*** Opening Extracted material ***

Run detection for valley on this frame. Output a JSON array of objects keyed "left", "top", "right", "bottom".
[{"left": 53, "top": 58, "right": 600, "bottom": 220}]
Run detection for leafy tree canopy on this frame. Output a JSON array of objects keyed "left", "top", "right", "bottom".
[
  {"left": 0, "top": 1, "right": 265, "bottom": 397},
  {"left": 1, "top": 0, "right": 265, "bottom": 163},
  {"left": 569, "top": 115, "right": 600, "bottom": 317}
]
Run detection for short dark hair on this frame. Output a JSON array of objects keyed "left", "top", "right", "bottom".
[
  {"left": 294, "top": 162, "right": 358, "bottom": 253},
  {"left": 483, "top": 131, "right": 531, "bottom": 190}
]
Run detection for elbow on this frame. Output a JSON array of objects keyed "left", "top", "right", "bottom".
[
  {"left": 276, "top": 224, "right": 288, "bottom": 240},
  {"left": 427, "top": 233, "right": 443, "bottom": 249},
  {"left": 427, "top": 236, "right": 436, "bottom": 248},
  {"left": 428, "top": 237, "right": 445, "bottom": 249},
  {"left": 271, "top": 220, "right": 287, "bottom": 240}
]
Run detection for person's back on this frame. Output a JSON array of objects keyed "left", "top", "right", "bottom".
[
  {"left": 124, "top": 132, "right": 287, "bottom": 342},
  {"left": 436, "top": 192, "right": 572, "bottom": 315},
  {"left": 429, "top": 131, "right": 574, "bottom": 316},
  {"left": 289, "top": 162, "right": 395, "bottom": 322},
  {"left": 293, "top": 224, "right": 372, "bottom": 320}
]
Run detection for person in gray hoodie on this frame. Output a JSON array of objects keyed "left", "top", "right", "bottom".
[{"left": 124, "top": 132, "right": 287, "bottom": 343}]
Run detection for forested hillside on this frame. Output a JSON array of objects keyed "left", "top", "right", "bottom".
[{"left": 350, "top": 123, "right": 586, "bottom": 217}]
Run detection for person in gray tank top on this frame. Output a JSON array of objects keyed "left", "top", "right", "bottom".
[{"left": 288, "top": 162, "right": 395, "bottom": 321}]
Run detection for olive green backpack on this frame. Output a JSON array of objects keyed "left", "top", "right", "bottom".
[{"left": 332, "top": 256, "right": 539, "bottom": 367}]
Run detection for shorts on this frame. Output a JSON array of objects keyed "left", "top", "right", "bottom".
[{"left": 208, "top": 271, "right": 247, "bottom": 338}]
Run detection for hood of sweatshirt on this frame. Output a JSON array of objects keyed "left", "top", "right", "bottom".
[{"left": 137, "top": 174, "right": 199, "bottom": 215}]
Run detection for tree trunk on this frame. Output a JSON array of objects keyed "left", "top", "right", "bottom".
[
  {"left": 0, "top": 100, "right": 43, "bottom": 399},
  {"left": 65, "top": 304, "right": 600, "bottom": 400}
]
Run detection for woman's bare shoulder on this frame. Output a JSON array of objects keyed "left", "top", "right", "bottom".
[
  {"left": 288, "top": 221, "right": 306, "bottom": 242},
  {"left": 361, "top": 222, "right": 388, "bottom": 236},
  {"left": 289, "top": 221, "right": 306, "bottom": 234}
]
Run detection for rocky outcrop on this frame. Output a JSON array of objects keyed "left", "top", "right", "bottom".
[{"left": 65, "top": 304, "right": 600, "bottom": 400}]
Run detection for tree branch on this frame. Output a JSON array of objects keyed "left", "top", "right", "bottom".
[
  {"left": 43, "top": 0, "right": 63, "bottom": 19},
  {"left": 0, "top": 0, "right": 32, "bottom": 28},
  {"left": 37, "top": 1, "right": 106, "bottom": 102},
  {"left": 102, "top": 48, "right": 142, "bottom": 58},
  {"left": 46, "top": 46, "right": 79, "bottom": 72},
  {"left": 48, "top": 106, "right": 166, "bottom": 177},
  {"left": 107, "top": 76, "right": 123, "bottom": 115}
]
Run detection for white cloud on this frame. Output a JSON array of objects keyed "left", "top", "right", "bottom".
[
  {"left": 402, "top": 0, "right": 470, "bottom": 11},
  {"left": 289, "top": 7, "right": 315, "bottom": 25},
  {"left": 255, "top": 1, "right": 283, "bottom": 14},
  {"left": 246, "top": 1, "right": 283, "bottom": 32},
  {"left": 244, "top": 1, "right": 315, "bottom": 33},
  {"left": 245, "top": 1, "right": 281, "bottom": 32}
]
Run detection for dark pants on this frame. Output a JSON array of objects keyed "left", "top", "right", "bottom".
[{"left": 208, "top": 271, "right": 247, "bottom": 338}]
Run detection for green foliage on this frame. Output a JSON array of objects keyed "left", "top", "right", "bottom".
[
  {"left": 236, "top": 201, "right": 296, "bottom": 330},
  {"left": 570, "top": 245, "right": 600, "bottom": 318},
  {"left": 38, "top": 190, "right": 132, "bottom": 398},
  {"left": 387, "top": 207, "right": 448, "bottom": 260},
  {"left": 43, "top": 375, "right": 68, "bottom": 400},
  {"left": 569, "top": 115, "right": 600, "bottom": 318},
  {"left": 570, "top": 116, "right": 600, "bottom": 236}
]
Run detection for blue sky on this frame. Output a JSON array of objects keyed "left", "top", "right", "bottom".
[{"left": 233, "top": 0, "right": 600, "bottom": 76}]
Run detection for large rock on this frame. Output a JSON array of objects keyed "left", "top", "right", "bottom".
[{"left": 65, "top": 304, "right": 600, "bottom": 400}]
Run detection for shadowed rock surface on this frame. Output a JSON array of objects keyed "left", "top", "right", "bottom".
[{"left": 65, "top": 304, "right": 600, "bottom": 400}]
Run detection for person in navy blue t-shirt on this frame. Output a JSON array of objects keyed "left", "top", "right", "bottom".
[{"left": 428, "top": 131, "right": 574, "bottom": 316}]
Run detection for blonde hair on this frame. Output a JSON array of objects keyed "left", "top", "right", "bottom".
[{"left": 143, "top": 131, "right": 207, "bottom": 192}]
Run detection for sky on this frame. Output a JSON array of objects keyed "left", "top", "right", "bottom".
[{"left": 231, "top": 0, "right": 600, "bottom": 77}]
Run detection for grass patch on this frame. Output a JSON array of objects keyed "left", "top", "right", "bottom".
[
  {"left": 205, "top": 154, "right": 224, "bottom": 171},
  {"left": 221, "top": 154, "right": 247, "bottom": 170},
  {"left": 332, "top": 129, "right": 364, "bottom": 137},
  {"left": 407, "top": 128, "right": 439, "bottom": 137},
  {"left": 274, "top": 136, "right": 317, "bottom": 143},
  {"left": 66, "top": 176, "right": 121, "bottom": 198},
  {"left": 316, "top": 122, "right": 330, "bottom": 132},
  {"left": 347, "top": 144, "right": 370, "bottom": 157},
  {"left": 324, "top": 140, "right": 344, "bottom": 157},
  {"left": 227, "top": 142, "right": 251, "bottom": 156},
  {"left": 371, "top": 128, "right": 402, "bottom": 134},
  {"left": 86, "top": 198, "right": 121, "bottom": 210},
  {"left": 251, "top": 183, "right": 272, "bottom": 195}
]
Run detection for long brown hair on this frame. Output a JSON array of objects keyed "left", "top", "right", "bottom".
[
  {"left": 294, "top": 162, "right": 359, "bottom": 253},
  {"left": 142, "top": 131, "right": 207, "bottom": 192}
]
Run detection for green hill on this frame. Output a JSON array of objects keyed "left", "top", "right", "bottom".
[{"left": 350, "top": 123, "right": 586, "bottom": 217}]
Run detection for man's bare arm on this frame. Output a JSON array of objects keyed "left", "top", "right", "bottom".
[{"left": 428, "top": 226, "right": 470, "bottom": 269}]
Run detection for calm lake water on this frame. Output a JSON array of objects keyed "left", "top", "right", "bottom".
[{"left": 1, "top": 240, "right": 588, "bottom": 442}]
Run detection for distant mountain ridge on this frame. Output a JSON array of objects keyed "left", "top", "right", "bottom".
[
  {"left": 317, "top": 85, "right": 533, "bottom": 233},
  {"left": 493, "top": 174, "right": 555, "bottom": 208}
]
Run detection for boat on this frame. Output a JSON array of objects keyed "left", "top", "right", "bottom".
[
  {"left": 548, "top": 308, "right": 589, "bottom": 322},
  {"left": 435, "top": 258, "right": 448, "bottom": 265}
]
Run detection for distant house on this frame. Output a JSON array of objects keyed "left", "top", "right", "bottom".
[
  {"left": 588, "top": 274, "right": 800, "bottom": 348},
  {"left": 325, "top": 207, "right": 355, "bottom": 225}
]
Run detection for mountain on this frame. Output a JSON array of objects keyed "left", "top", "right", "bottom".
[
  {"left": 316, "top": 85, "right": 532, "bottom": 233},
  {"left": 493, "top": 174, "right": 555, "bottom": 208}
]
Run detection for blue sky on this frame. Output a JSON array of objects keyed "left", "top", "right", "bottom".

*** Closing Extracted material ***

Task directions
Begin with the line that contains "Run detection for distant mountain" and quote each line after it exactly, stopping after the last line of the data.

Solved problem
Run detection for distant mountain ridge on this frame. Output a JSON array of objects keyed "left", "top", "right", "bottom".
[
  {"left": 317, "top": 85, "right": 533, "bottom": 233},
  {"left": 493, "top": 174, "right": 555, "bottom": 208}
]
Run detection for boat on this frame. Output a JSON array of objects keyed "left", "top", "right", "bottom".
[
  {"left": 548, "top": 308, "right": 589, "bottom": 322},
  {"left": 435, "top": 258, "right": 448, "bottom": 265}
]
Run detection for distant house on this frame. Output a JSON array of objects keyed "left", "top", "right", "bottom".
[
  {"left": 588, "top": 274, "right": 800, "bottom": 348},
  {"left": 325, "top": 207, "right": 355, "bottom": 225}
]
Run detection for mountain on this frame. Output a JSON array of objects keyed "left", "top", "right", "bottom".
[
  {"left": 316, "top": 85, "right": 532, "bottom": 233},
  {"left": 493, "top": 174, "right": 555, "bottom": 208}
]
Run detection for blue sky on this frame. Output a JSON array of objects keyed "left", "top", "right", "bottom".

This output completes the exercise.